要做的事:
1 – 逐字照抄下面这篇 sklearn 数据准备正文中的一段:从“memory usage: 3.7+”开始,一直到“x_data = model_datas.drop(labels='class',axis=1)”为止,包括“x_data = model_datas.drop(labels='class',axis=1)”本身。
2 – 找出下面清单里含有字符串“shirt”的每一行,并把这些行原样抄出来。大小写不同算不同的字符串。

所示正文:
*****

目录
1.1.1、Computing cross-validated metrics 计算交叉验证指标
1.1.2、Cross validation iterators 交叉验证的迭代器【常用有 K-fold、StratifiedKFold】
1.2、Grid Search:查询模型的最优参数【包含 Cross-vaildation】
2.2、 二分类 ROC曲线 AUC值 与 多分类 ROC曲线AUC值【多分类ROC曲线分为 macro ROC 与 micro ROC】ROC原理介绍及利用python实现二分类和多分类的ROC曲线
数据准备
import pandas as pd
import numpy as np
from sklearn.preprocessing import LabelEncoder
from sklearn.model_selection import GridSearchCV
model_datas = pd.read_csv('adultTest.csv',sep=',',header="infer")
model_datas.info()
out:
<class 'pandas.core.frame.DataFrame'>
RangeIndex: 32561 entries, 0 to 32560
Data columns (total 15 columns):
# Column Non-Null Count Dtype
--- ------ -------------- -----
0 age 32561 non-null int64
1 workclass 32561 non-null object
2 fnlwgt 32561 non-null int64
3 education 32561 non-null object
4 education-num 32561 non-null int64
5 marital-status 32561 non-null object
6 occupation 32561 non-null object
7 relationship 32561 non-null object
8 race 32561 non-null object
9 sex 32561 non-null object
10 capital-gain 32561 non-null int64
11 capital-loss 32561 non-null int64
12 hours-per-week 32561 non-null int64
13 native-country 32561 non-null object
14 class 32561 non-null object
dtypes: int64(6), object(9)
memory usage: 3.7+ MB
print(model_datas.head())
out:
age workclass fnlwgt ... hours-per-week native-country class
0 39 State-gov 77516 ... 40 United-States <=50K
1 50 Self-emp-not-inc 83311 ... 13 United-States <=50K
2 38 Private 215646 ... 40 United-States <=50K
3 53 Private 234721 ... 40 United-States <=50K
4 28 Private 338409 ... 40 Cuba <=50K
[5 rows x 15 columns]
x_data = model_datas.drop(labels='class',axis=1)
y = model_datas['class']
# label 编码
Le = LabelEncoder()
y_new = Le.fit_transform(y)

*****

所列清单:

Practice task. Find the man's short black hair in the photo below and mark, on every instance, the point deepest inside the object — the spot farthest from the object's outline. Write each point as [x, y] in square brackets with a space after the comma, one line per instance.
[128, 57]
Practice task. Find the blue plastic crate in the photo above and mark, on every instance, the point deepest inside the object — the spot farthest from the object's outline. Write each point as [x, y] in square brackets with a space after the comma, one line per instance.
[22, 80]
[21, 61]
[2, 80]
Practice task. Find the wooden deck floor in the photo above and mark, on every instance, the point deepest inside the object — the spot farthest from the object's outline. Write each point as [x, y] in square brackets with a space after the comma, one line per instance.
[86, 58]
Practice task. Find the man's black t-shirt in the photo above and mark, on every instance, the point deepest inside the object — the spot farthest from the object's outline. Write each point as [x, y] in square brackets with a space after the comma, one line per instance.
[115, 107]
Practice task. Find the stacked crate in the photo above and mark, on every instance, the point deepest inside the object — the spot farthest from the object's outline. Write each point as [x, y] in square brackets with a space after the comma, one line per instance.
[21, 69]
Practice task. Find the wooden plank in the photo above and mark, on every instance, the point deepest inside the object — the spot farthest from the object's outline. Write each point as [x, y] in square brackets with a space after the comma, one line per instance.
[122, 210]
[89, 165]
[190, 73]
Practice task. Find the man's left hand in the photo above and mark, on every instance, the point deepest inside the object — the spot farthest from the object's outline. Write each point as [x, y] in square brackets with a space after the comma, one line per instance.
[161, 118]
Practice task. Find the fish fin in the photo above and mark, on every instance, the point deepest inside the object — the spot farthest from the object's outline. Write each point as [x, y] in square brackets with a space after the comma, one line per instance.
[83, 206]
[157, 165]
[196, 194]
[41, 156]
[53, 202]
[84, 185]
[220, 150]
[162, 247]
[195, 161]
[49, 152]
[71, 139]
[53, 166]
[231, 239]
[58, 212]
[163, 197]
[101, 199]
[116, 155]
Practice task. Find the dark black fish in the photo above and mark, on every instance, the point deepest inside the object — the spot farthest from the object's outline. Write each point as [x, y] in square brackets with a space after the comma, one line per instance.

*****

答案列表:
1 –
memory usage: 3.7+ MB
print(model_datas.head())
out:
age workclass fnlwgt ... hours-per-week native-country class
0 39 State-gov 77516 ... 40 United-States <=50K
1 50 Self-emp-not-inc 83311 ... 13 United-States <=50K
2 38 Private 215646 ... 40 United-States <=50K
3 53 Private 234721 ... 40 United-States <=50K
4 28 Private 338409 ... 40 Cuba <=50K
[5 rows x 15 columns]
x_data = model_datas.drop(labels='class',axis=1)

2 –
Practice task. Find the man's black t-shirt in the photo above and mark, on every instance, the point deepest inside the object — the spot farthest from the object's outline. Write each point as [x, y] in square brackets with a space after the comma, one line per instance.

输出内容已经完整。